*Given entries*:

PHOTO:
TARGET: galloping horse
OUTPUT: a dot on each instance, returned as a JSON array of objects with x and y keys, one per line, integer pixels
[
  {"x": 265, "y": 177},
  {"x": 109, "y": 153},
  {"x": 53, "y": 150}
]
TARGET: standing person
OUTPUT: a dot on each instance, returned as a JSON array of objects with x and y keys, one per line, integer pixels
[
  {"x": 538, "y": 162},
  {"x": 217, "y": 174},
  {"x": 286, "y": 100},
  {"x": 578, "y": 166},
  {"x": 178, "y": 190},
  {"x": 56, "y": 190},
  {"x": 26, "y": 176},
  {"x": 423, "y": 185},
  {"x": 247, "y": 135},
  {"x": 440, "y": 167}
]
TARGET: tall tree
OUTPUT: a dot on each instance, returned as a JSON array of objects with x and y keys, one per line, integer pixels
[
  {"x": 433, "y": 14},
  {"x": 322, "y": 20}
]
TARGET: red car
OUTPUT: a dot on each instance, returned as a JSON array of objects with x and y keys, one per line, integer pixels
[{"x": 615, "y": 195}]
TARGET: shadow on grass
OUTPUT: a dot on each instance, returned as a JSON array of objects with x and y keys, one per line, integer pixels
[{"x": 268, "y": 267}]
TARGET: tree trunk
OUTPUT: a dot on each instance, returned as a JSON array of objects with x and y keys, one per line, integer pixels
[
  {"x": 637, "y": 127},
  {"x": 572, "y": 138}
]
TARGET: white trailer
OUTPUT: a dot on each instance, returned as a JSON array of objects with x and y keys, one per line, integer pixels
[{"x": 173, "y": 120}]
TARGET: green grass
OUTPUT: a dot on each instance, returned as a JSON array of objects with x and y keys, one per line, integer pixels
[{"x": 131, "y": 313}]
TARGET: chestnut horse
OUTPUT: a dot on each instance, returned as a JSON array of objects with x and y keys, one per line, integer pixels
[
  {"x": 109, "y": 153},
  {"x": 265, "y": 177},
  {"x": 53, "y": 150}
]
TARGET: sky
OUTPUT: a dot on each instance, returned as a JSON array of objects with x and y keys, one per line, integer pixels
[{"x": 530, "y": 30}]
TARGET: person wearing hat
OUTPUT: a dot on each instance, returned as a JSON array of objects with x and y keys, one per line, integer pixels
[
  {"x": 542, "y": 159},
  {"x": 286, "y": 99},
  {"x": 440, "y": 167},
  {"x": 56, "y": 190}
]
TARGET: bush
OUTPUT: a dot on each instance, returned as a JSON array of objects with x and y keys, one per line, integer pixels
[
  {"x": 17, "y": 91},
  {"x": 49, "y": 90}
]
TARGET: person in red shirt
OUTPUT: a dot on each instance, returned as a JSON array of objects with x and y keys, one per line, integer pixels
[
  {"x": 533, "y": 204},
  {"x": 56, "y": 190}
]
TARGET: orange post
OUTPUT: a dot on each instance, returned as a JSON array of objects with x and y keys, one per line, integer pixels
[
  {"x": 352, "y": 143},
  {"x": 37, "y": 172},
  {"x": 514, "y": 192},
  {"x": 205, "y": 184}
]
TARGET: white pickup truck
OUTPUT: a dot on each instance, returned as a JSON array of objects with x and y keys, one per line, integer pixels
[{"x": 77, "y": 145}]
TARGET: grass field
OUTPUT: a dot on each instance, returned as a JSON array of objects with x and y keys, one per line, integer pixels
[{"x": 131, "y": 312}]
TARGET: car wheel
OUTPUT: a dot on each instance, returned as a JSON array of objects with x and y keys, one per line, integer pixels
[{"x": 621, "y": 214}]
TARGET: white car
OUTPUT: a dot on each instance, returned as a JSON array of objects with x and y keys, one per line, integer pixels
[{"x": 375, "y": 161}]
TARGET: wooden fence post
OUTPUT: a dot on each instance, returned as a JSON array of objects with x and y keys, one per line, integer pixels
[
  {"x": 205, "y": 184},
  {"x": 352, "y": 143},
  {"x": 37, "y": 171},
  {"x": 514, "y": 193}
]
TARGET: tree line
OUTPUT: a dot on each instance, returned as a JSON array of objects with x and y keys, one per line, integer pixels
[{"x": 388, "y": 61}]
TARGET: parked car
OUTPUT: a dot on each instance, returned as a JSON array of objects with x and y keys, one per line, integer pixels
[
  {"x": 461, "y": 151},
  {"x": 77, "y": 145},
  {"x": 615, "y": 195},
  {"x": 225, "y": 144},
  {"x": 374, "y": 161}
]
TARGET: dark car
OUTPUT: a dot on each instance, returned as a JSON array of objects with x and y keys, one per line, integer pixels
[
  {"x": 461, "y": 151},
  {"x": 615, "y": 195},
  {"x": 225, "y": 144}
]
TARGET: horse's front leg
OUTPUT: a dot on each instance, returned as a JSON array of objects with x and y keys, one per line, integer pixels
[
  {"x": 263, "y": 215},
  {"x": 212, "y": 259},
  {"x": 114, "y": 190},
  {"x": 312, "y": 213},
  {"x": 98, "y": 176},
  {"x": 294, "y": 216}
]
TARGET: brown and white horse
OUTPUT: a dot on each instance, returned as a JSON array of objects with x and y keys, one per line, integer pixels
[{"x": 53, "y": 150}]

...

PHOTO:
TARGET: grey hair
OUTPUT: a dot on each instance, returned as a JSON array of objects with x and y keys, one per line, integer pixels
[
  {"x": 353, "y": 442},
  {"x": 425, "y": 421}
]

*Written problem*:
Please pull out every line of the records that contains the word "tree", copying each one in full.

*Full output*:
TARGET: tall tree
TARGET: tree trunk
TARGET: tree line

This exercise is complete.